= Passage to read =
The latter is an evocative folk/soul anthem written as a tribute to not only Abraham (Lincoln), Martin (Luther King) and John (F. Kennedy) but also John’s brother Bobby. Phil Gernhard was an ex-law student and producer who had worked on Maurice Williams & The Zodiacs’ Stay and The Royal Guardsmen’s Snoopy vs The Red Baron and when he signed Dick Holler to his label he was impressed with the first song that Holler had showed him.

Holler wrote the song the day after the assassination of Senator Robert F. Kennedy in Los Angeles on 6th June 1968 expressing his sadness of the tragedy and equating it to the tragedy of the other three figure heads.  It’s the last verse that relates to Robert although he remains uncredited in the title. Interestingly, despite the order of names in the title the verses are in the order of Abraham, John and Martin. Dick played the song to Gernhard who turned round and said to him, “That is very moving and what you’ve written there is the history of the civil rights movement.” Holler relied, “Well, no. The man in the White House at that moment, Lyndon B. Johnson, accomplished more for the civil rights of American blacks than any elected official of the 20th century. But no one in 1968 was going to buy a song called Abraham, Martin & Lyndon. Furthermore, the roots of the civil rights movement can be found as much in citizen activism as in top-down decisions.”

= Records supplied =
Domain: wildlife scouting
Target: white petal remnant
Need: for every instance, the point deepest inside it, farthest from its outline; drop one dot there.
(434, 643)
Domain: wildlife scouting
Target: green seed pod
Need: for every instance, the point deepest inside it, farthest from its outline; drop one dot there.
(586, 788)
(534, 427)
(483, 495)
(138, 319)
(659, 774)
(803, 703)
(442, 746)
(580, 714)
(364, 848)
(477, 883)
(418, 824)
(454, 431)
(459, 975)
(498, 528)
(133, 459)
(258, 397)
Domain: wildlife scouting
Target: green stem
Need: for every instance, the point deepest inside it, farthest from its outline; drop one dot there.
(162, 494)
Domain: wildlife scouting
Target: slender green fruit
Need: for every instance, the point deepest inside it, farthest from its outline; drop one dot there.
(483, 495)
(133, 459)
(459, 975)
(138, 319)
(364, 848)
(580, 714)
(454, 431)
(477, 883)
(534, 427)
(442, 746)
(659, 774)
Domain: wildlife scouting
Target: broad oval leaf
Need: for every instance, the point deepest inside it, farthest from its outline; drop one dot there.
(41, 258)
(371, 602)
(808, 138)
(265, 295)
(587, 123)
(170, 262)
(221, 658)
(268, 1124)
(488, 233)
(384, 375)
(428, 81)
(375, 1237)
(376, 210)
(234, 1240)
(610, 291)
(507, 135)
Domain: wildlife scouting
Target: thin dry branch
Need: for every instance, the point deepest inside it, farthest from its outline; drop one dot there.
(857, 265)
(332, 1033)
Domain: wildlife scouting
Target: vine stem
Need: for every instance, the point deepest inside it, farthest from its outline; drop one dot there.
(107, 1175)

= Tasks to perform =
[1] Copy the passage on Dick Holler's song word for word, beginning at the words "The latter is" and stopping after "had showed him.".
[2] Please answer these questions from the passage on Dick Holler's song.
(a) Which two records had Phil Gernhard worked on before signing Holler?
(b) In what order do the verses name Abraham, John and Martin?
(c) According to Holler, who was in the White House at that moment?

= Task responses =
[1]
The latter is an evocative folk/soul anthem written as a tribute to not only Abraham (Lincoln), Martin (Luther King) and John (F. Kennedy) but also John’s brother Bobby. Phil Gernhard was an ex-law student and producer who had worked on Maurice Williams & The Zodiacs’ Stay and The Royal Guardsmen’s Snoopy vs The Red Baron and when he signed Dick Holler to his label he was impressed with the first song that Holler had showed him.

[2]
(a) Maurice Williams & The Zodiacs' Stay and The Royal Guardsmen's Snoopy vs The Red Baron.
(b) Abraham, John and Martin.
(c) Lyndon B. Johnson.